• _AUSGANGSTEXT_
# Eclipse mit Ubuntu



## JanHH (26. Nov 2009)

Hallo,

ich scheiter ja regelmäßig am Konfigurieren von Eclipse, so auch diesmal. Habe Ubuntu 9.1 installiert, nach "apt-get update" liess sich im "Softwarecenter" auch Eclipse 3.5 herunterladen und installieren, soweit schön. Allerdings kann man mit der dann installierten Eclipse nix anfangen. Irgendwie ist sie für keine Art von irgendwelchen Projekten konfiguriert, von "java" steht nirgends was, offenbar fehlen da noch jede Menge plugins. Aber genau weiss ich das auch nicht. Aber auch das installieren von Plugins ist mir nicht möglich, weils da ja diese Liste von "update sites" gibt, welche aber leer ist. Bin da ratlos und weiss nicht recht weiter.

Anzumerken vielleicht noch dass ich java (das jdk) dummerweise erst NACH Eclipse installiert hab. Hätte Eclipse sonst gemerkt, das ein jdk vorhanden ist, und sich selber entsprechend konfiguriert?

• _EINTRÄGE_
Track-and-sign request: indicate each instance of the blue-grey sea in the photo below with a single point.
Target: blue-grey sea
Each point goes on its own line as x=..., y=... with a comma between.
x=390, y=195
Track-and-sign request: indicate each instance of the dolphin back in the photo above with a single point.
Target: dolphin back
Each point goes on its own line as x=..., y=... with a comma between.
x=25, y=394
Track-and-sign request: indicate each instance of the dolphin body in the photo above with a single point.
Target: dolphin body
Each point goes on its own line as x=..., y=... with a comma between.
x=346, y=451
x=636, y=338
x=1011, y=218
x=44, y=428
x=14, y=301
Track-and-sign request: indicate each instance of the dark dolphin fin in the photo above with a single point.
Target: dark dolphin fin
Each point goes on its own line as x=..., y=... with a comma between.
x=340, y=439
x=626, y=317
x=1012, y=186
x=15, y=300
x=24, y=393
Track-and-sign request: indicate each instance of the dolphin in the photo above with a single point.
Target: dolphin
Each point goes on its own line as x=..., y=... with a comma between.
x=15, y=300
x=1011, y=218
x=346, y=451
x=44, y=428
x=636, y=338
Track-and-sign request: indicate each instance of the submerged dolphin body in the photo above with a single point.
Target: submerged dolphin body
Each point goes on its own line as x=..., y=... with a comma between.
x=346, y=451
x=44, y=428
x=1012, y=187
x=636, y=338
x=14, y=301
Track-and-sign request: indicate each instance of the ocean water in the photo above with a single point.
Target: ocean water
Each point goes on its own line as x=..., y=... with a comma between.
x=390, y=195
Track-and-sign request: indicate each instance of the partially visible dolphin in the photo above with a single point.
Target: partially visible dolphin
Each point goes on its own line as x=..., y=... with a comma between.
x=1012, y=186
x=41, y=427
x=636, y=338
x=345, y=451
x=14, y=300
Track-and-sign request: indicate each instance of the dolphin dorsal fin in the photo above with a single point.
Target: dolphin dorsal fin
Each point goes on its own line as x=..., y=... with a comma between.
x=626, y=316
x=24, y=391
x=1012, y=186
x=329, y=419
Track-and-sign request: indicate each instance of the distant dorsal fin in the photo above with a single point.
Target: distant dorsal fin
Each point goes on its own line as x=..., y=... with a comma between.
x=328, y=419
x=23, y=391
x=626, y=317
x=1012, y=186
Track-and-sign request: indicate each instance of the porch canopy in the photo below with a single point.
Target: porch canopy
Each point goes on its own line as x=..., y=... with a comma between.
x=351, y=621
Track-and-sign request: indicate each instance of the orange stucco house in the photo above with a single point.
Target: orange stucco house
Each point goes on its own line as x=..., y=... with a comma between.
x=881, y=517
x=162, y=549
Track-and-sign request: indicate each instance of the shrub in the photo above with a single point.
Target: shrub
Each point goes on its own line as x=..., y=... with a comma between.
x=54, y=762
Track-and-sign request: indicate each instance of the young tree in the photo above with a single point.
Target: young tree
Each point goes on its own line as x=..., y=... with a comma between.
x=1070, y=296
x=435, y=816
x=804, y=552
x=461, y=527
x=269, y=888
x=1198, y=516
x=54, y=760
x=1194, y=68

• _AUFGABENSTELLUNG_
Gib aus dem Ausgangstext die Passage wörtlich wieder, die mit „ich scheiter ja“ beginnt und sich bis einschließlich „nicht recht weiter.“ erstreckt. Die Einträge stehen in keinem Zusammenhang mit dem Ausgangstext.

• _LÖSUNG_
ich scheiter ja regelmäßig am Konfigurieren von Eclipse, so auch diesmal. Habe Ubuntu 9.1 installiert, nach "apt-get update" liess sich im "Softwarecenter" auch Eclipse 3.5 herunterladen und installieren, soweit schön. Allerdings kann man mit der dann installierten Eclipse nix anfangen. Irgendwie ist sie für keine Art von irgendwelchen Projekten konfiguriert, von "java" steht nirgends was, offenbar fehlen da noch jede Menge plugins. Aber genau weiss ich das auch nicht. Aber auch das installieren von Plugins ist mir nicht möglich, weils da ja diese Liste von "update sites" gibt, welche aber leer ist. Bin da ratlos und weiss nicht recht weiter.